TASK DATA:
[BEGIN]
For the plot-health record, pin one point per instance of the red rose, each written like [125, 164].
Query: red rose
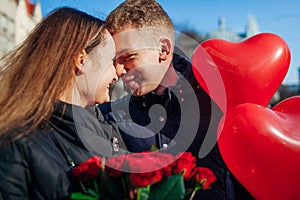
[114, 165]
[89, 169]
[204, 176]
[184, 164]
[145, 179]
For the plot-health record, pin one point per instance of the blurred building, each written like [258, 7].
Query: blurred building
[222, 32]
[17, 19]
[188, 40]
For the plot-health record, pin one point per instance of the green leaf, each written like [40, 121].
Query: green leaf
[171, 187]
[143, 193]
[82, 196]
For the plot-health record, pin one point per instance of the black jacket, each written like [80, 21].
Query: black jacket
[37, 166]
[185, 115]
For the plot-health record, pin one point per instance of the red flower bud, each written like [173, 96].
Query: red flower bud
[204, 177]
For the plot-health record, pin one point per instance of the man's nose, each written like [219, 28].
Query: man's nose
[120, 69]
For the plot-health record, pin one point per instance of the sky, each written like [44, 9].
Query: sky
[274, 16]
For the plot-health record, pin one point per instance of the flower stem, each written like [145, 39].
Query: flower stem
[192, 195]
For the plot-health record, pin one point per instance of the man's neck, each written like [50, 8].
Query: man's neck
[170, 79]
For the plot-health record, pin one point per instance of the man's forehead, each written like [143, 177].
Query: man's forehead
[134, 39]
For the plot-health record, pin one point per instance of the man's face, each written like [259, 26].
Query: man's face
[139, 55]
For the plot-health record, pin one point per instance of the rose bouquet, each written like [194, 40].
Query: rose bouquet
[146, 175]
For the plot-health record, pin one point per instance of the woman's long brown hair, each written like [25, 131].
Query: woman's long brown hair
[36, 72]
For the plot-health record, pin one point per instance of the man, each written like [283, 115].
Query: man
[167, 110]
[END]
PROMPT: Copy all of the entries above word for word, from the first line to the last, and omit the picture.

THE ANSWER:
For the plot-health record, pin one point per instance of the red rose, each written like [125, 164].
Query: red rose
[114, 165]
[89, 169]
[204, 176]
[184, 164]
[145, 179]
For the plot-health record, pin one point per instance of the blurred building, each written like [258, 7].
Query: blurred building
[222, 32]
[17, 19]
[188, 40]
For the plot-health record, pin one point per instance of the green leaf, each written like [40, 121].
Query: green leaf
[171, 187]
[143, 193]
[82, 196]
For the plot-health record, pin one point per instance of the black jacket, each written like [80, 21].
Query: black jacket
[37, 166]
[185, 115]
For the plot-health record, pin one point per instance of the red flower bud, each written like [173, 96].
Query: red flower bud
[204, 177]
For the plot-health record, pin one point per instance of the man's nose, each written like [219, 28].
Query: man's nose
[120, 69]
For the plot-health record, pin one point per instance of the sky, each written like [44, 9].
Query: sky
[274, 16]
For the plot-health record, pin one point per instance of the flower stem, each written like [145, 39].
Query: flower stem
[192, 195]
For the plot-health record, pin one point per instance of the man's neck, each written like [50, 8].
Query: man's neck
[170, 79]
For the plot-health record, pin one point per instance of the man's forehead, each written like [143, 177].
Query: man's forehead
[134, 39]
For the plot-health record, pin one point per instance of the man's face, each written like [259, 26].
Query: man's face
[139, 55]
For the plot-health record, pin one point per instance of the rose bouquet, each written like [194, 40].
Query: rose bouquet
[146, 175]
For the plot-health record, pin one point per instance of the woman's long brown hair, each written like [25, 131].
Query: woman's long brown hair
[36, 72]
For the plot-health record, pin one point per instance of the man, each written like [283, 115].
Query: man
[167, 110]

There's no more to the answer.